Disinformazione formato Iene
Intanto che strillano di “tragedia nella tragedia” nella puntata successiva, ma poi tirano dritto, come d’abitudine in oltre vent’anni di scoop sensazionalistici, e spacciati per pseudo giornalismo d’inchiesta. Come se inseguire per strada una persona che spinge la sedia a rotelle dell’anziana madre disabile e oscurarne il volto in maniera amatoriale sia cosa normale. Ma tanto, se ci scappa il morto “dalla vergogna” è solo un incidente di percorso. Uno dei tanti. Già, perché gli uomini in giacca e cravatta di Mediaset non sono nuovi a queste pratiche, in barba alle norme deontologiche da rispettare. Così, tanto per tenerci caldi sul loro modus operandi, vi rinfreschiamo la memoria su quelle più eclatanti.

Voci fornite:
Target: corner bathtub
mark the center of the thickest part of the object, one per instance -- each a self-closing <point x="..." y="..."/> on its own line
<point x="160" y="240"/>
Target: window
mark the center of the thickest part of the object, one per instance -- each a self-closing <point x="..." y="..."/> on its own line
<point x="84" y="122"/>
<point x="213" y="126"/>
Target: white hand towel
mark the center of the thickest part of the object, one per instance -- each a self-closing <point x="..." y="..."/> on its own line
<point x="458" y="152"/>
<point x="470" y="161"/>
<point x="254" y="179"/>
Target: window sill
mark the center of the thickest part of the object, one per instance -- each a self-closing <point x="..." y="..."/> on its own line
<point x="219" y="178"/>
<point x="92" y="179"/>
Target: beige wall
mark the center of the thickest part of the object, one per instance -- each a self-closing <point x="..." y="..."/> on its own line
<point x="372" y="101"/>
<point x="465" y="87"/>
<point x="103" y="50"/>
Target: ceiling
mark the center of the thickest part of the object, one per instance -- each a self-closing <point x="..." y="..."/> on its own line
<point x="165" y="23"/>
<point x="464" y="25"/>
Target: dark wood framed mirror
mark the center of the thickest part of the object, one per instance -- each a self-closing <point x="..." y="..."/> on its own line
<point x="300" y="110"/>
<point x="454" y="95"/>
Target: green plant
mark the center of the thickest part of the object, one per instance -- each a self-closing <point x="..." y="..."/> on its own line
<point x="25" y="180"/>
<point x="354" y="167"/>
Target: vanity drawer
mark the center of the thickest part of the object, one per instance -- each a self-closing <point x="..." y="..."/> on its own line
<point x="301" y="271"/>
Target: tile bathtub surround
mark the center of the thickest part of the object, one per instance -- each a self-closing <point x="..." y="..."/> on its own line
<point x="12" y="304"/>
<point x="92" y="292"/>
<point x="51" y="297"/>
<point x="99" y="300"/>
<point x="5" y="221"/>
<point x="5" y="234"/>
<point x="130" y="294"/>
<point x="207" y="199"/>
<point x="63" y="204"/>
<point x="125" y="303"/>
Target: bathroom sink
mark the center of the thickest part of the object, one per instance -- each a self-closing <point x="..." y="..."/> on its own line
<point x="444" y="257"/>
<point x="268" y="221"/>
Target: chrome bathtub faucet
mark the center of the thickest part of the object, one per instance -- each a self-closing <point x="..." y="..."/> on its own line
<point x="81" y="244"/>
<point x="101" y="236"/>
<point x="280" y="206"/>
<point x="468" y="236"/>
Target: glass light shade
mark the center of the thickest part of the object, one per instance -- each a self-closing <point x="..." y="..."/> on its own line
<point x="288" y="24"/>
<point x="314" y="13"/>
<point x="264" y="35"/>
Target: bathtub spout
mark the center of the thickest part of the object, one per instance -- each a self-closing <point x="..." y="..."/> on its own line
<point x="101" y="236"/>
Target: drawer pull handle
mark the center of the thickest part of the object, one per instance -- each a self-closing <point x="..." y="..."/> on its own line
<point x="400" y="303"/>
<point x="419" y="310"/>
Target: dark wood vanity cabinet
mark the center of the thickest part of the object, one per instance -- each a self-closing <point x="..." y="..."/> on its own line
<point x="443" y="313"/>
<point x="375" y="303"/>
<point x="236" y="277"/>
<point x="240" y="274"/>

Compiti da svolgere:
**a.** Nel testo sulla disinformazione delle Iene, che cosa spinge la persona inseguita per strada?
**b.** Continua il testo sulla disinformazione delle Iene a partire dalla sua ultima frase.

Risposte:
**a.** La sedia a rotelle dell'anziana madre disabile.

**b.**
Riavvolgiamo il nastro e cominciamo proprio dalla rivalutazione di Rosa e Olindo, gli ex coniugi della strage di Erba, a cui dedicano speciali in prime time. Fino alla ricostruzione delle indagini, giudicate frettolose, e la comparsa di un supertestimone che individua nel figlio, fratello e zio di tre delle vittime – ossia Pietro Castagna – il vero assassino, che diventa ben presto colpevole anche per il suggestionabile popolino, nonostante l’unico sopravvissuto avesse anche riconosciuto Olindo. Ma tant’è, ai fake giornalisti basta sbandierare lo scoop, vero o presunto che sia.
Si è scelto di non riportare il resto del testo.